(Records taken from a collection)
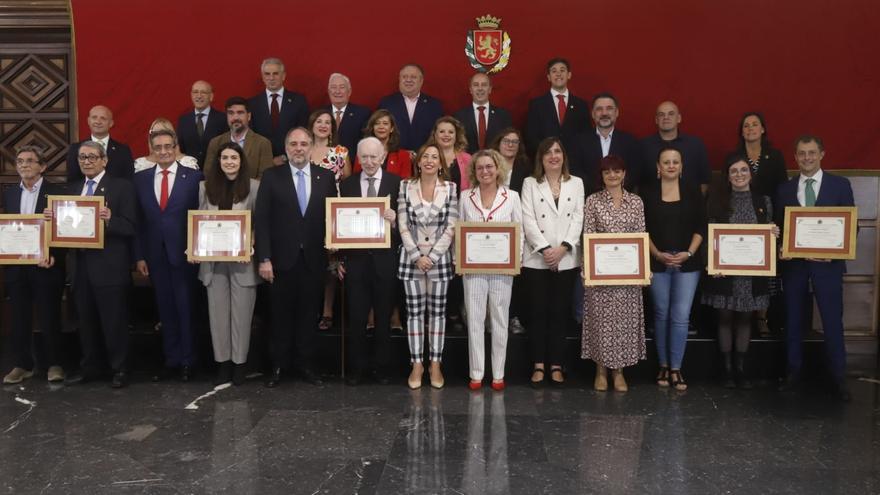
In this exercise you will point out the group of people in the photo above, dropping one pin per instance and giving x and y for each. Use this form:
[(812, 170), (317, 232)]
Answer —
[(271, 156)]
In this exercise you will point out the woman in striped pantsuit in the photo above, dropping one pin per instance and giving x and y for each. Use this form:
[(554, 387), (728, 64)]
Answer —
[(427, 208), (488, 201)]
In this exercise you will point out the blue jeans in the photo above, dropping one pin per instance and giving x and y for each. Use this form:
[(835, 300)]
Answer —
[(673, 294)]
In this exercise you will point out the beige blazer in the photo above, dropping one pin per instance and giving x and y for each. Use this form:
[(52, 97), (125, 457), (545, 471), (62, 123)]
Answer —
[(548, 225), (243, 274)]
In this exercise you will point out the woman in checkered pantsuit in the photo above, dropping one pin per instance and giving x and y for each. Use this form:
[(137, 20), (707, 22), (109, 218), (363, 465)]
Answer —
[(489, 201), (427, 209)]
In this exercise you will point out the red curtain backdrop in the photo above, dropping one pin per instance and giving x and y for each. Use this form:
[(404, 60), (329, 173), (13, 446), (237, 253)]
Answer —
[(809, 65)]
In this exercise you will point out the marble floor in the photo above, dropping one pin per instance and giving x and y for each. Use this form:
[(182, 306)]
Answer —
[(301, 439)]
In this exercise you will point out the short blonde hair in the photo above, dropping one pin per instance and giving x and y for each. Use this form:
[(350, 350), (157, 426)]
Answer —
[(496, 157)]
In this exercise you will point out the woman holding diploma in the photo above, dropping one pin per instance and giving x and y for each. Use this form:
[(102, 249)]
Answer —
[(427, 209), (553, 219), (489, 201), (614, 320), (676, 222), (232, 286), (736, 297)]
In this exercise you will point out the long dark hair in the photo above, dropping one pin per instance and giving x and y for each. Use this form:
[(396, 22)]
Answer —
[(219, 189)]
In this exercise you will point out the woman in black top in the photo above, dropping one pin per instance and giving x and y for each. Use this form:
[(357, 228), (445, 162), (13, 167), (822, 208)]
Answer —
[(675, 220), (735, 297)]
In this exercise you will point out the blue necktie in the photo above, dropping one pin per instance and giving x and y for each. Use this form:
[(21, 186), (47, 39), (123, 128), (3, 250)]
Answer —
[(301, 191)]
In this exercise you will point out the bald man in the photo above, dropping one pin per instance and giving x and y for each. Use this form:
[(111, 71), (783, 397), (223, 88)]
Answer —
[(197, 127), (119, 160), (693, 152)]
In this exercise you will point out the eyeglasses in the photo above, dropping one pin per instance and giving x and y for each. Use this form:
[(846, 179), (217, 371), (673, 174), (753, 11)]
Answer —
[(89, 158)]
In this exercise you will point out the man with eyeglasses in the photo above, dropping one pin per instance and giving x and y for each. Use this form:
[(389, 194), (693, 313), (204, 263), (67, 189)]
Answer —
[(814, 187), (197, 127), (29, 286), (165, 194), (103, 276), (482, 122), (119, 159)]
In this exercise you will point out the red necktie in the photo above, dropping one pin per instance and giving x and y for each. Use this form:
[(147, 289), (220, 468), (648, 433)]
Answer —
[(481, 127), (275, 110), (163, 192), (560, 107)]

# [Task brief]
Reproduce only the stretch of the data from the line containing "In this exercise you will point out the woman in striped" through the line containing "[(675, 220), (735, 297)]", with every "Answer" changed to "Solution" and nothing else altered.

# [Output of the task]
In this exercise you will point out the woman in striped pantsuit in the photo above, dropping one pin per instance and giving x and y for each. Use this form:
[(554, 387), (728, 64)]
Solution —
[(427, 208), (488, 201)]
In this exercise you will point out the blue jeans in the photo above, dropping one pin per instance and giving x and y for each. Use this form:
[(835, 300)]
Solution —
[(673, 294)]
In this exercise you will point out the beige blazer in the photo above, dropping one pin per instance and giving x and y for each. Use this form:
[(52, 97), (125, 457), (545, 471), (62, 123)]
Solution —
[(548, 225), (243, 274)]
In this exercise you will point out the woman in checkered pantsuit in the photo above, dropping one pin per instance and giving x and y for each. Use this form:
[(137, 20), (707, 22), (109, 218), (363, 465)]
Solution —
[(489, 201), (427, 209)]
In this exercise you will point out the red curtain backdrop in the photo above, dropping one pin per instance and giving x and y for each. Use this form:
[(404, 60), (329, 173), (13, 446), (237, 253)]
Solution —
[(809, 65)]
In this exercise you will point out the marble floor in the photo above, dropping one pin per instance and giving x and y for each. Use this form:
[(182, 306)]
Solution —
[(301, 439)]
In this exercise you will point out the short blonde hair in the photo above, dropping one pin per instance and giving x and y for each. Use this form:
[(350, 350), (157, 426)]
Solution —
[(496, 157)]
In this exercise you will point out the woman holding diploma in the photo above, dropping one pin per instance and giving x and y for each. Use this form:
[(102, 249)]
Solution —
[(427, 209), (553, 219), (489, 201), (614, 320), (676, 222), (232, 286), (736, 297)]
In this exercise you will point out the long dark hair in the photo above, dropping one pin per instance and giving x and y for each. Use this form:
[(396, 22)]
Solution —
[(219, 189)]
In this exercise you will point out the woman in black top in the photo above, dropping one pin per instance and giving x and y for each. Use this form:
[(357, 228), (445, 162), (13, 167), (822, 208)]
Solution —
[(675, 220), (735, 297)]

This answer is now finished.